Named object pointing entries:

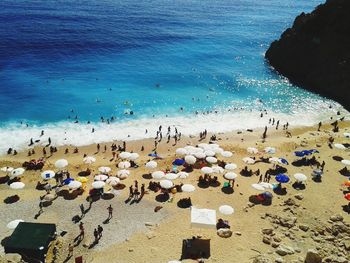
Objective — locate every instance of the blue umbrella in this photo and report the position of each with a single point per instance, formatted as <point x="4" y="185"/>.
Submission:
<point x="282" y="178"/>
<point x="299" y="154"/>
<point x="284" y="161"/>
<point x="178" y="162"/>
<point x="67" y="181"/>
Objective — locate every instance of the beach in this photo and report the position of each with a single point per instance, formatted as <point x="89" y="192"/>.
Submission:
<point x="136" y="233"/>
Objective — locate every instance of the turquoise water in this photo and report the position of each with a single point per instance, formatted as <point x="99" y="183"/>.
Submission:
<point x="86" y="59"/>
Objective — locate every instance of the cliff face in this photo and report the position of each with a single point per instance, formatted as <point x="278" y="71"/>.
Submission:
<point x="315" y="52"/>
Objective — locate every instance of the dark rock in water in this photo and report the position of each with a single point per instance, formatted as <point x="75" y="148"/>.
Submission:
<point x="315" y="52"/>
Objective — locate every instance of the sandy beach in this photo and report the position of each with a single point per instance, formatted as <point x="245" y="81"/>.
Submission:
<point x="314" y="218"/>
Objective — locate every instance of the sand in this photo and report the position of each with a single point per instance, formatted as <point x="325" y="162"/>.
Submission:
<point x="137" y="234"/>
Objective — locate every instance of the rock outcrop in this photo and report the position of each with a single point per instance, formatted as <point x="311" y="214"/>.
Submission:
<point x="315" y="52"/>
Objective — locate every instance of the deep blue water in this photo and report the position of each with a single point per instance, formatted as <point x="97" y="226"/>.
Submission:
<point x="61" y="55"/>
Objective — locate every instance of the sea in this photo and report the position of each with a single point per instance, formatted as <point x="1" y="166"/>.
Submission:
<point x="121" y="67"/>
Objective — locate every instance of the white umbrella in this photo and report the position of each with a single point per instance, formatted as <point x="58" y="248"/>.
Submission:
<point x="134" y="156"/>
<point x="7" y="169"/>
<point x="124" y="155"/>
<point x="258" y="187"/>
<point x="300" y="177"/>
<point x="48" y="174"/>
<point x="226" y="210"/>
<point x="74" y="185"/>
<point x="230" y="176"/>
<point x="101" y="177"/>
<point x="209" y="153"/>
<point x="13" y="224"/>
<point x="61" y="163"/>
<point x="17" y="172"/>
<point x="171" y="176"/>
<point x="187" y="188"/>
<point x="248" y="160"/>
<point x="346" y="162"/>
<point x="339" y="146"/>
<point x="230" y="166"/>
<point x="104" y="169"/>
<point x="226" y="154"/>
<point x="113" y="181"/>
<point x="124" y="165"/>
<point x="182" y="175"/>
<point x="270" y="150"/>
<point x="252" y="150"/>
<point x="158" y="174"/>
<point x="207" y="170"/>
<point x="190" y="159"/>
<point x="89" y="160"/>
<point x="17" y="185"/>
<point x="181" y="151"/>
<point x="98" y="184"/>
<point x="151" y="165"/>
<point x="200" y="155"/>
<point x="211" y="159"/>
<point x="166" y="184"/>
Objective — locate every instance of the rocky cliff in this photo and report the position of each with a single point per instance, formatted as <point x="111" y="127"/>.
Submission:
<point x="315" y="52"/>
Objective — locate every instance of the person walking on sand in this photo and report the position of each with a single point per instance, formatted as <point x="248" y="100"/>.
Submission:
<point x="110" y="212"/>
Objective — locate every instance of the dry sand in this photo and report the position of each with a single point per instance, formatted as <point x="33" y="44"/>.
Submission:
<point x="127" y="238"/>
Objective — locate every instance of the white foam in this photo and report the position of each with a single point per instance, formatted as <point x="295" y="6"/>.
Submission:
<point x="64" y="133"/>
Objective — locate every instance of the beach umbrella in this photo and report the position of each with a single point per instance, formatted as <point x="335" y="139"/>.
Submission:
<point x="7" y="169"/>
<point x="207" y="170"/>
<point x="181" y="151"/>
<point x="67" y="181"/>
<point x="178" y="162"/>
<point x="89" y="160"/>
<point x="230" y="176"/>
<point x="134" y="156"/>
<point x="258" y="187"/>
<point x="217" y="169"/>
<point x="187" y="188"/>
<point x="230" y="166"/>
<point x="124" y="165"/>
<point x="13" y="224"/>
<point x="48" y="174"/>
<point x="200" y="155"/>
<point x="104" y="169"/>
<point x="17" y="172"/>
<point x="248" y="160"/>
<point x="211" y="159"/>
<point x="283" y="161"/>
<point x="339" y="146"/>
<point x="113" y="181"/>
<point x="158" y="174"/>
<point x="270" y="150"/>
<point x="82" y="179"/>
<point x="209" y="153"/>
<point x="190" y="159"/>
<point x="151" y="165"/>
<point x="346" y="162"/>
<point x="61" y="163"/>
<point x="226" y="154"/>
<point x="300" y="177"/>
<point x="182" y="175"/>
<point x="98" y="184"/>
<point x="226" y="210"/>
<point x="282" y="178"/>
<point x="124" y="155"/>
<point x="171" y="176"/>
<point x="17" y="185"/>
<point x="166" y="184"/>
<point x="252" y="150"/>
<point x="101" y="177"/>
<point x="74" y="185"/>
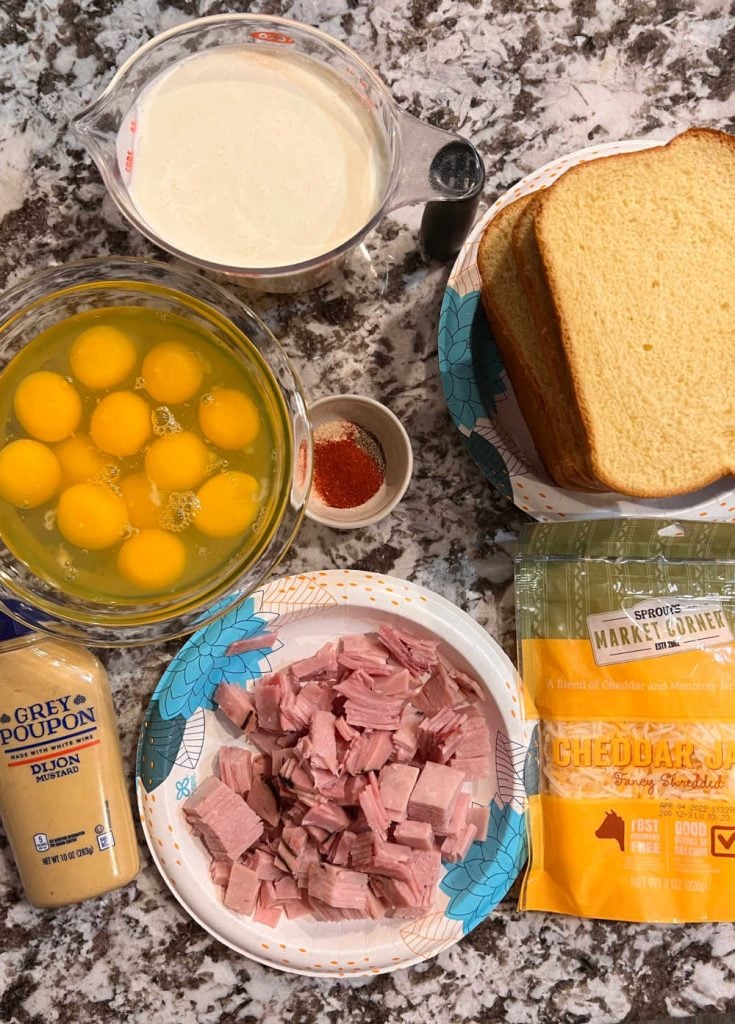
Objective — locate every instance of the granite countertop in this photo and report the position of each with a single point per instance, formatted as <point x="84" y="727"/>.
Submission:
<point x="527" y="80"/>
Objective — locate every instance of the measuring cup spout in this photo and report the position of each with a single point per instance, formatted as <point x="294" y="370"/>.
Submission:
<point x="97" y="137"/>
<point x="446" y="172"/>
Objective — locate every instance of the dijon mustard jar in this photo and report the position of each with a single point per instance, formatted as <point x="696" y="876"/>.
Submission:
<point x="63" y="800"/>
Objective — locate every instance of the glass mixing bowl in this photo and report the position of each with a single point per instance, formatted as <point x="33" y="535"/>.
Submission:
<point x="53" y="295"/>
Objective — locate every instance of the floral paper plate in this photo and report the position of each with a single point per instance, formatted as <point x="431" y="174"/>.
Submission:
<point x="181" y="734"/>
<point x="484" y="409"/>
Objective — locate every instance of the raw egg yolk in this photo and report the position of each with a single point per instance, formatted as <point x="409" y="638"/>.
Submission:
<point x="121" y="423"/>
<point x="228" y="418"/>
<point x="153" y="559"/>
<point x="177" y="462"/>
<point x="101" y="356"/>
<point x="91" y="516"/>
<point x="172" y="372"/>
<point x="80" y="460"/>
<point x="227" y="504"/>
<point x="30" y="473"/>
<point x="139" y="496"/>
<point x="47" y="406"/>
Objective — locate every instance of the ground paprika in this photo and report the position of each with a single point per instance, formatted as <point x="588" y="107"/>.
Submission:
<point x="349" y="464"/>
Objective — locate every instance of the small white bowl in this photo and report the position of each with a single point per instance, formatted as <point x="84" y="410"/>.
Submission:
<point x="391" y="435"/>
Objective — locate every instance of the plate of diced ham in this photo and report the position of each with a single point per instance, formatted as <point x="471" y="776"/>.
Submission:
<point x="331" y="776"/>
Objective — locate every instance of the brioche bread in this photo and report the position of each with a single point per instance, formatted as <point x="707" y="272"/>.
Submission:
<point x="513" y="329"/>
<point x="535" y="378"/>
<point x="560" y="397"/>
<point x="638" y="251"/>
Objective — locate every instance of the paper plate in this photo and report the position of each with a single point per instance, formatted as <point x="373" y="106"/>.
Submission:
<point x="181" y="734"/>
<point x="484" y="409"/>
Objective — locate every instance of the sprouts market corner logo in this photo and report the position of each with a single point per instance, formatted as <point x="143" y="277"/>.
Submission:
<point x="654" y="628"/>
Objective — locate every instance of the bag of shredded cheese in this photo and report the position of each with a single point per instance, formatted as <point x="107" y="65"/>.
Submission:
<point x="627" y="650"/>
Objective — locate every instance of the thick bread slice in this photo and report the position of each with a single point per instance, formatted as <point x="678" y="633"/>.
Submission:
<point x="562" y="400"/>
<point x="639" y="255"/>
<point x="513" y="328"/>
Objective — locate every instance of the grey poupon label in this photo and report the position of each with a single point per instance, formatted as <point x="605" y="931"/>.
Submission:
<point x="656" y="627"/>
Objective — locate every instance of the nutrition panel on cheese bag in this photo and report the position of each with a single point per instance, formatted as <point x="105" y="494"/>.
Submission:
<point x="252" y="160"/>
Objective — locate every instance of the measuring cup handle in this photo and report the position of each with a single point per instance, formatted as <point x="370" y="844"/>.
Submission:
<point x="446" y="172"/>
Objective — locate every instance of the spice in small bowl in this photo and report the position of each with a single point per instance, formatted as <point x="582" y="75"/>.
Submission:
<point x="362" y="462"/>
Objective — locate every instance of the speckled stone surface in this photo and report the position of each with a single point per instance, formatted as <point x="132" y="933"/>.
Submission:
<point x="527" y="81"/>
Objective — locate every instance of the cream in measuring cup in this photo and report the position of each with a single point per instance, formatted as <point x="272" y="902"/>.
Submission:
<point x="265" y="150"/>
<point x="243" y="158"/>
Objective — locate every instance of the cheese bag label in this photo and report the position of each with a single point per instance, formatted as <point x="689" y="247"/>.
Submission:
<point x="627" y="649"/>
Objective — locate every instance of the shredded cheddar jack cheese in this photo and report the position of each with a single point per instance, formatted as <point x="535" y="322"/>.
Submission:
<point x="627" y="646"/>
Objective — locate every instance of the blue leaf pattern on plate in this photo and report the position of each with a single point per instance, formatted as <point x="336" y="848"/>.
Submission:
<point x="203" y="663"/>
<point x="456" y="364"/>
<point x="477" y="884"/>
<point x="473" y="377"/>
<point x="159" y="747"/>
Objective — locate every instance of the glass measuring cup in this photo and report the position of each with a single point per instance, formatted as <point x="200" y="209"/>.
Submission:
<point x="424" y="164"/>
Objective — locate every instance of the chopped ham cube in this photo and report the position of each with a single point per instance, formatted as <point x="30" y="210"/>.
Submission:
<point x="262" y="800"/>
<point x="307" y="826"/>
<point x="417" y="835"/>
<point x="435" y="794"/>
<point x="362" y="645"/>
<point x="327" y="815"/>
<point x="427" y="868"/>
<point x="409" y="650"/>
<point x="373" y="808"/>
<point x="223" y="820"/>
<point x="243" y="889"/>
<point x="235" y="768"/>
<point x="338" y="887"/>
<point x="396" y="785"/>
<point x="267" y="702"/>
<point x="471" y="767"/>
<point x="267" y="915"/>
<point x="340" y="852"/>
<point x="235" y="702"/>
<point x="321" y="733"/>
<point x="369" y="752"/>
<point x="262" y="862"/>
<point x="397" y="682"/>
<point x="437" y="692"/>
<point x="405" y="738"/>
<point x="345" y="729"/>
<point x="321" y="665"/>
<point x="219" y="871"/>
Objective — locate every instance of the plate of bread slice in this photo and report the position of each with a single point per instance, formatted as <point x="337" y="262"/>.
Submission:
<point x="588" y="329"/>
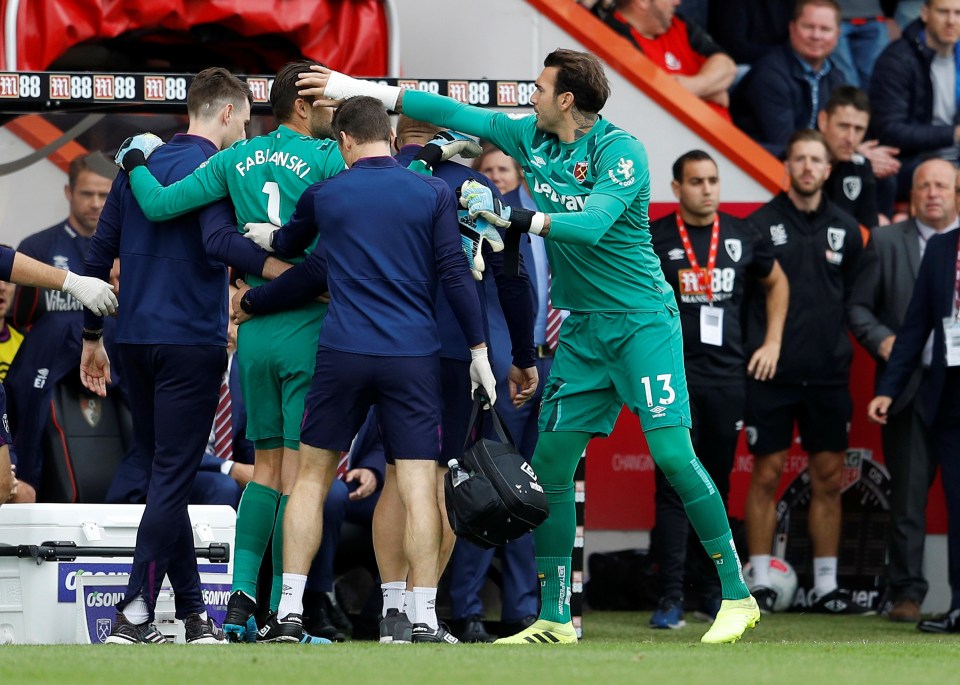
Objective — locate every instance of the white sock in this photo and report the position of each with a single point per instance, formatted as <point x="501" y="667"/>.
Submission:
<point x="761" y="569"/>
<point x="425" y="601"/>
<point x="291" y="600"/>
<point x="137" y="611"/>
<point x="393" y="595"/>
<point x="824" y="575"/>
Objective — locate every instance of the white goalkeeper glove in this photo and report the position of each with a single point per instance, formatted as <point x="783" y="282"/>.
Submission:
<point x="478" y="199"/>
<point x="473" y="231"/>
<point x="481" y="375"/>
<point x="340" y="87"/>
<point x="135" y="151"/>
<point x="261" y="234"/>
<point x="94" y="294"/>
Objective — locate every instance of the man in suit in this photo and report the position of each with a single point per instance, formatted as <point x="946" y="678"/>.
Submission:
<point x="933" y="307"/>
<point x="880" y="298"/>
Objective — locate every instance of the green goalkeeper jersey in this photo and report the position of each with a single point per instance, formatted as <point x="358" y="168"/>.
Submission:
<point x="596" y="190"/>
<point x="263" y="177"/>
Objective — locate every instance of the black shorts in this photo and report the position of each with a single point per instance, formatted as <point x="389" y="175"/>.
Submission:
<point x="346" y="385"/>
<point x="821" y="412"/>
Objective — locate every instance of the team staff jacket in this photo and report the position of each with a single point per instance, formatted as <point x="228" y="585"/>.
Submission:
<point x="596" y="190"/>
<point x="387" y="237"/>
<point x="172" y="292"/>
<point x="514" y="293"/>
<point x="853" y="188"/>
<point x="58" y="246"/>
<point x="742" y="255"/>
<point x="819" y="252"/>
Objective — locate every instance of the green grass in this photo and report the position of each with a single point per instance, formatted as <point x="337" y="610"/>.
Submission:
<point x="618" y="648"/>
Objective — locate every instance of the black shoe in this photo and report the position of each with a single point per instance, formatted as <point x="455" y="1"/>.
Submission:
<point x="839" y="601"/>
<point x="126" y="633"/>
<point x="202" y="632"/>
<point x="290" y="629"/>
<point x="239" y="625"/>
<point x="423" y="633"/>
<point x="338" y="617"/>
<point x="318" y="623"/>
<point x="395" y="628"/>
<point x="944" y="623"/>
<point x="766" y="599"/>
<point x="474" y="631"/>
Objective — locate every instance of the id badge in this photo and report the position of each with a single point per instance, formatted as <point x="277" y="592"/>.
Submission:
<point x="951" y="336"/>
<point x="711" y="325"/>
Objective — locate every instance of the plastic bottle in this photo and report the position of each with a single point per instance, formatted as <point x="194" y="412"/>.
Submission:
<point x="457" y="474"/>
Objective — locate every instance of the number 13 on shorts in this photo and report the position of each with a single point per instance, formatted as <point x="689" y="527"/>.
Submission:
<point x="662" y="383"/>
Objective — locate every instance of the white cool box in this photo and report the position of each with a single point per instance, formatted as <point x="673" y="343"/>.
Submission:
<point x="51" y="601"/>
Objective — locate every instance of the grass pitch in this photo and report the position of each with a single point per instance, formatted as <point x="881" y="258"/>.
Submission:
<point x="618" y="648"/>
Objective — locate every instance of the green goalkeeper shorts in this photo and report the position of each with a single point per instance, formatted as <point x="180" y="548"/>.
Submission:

TASK BRIEF:
Begin with the line that contains "Objective — locate every instance of the plastic" and end with the last line of the records; set down every line in that span exactly, and nothing else.

THE RESULT:
Objective — locate every instance of the plastic bottle in this photo and report the position of each with a single point per instance, formatted as <point x="194" y="412"/>.
Submission:
<point x="457" y="474"/>
Objective — locate every instance of the number 13 on shorts in this photo and report the position of each with a single point per instance, formatted as <point x="689" y="527"/>.
Submission:
<point x="662" y="383"/>
Objective — locate every instance of the white cool box in this photo and report the position of each with a single point per instance, formatted as <point x="673" y="343"/>.
Submission:
<point x="51" y="601"/>
Objective — locate every instance of the grass pitch in this photo and report the position of each with a single point per instance, formatted as <point x="881" y="258"/>.
Submission:
<point x="618" y="648"/>
Objective — locate every instance of the green goalkeeper shorts in this photo and report the position of each with a single point per instance, formatted as <point x="180" y="548"/>.
Submission:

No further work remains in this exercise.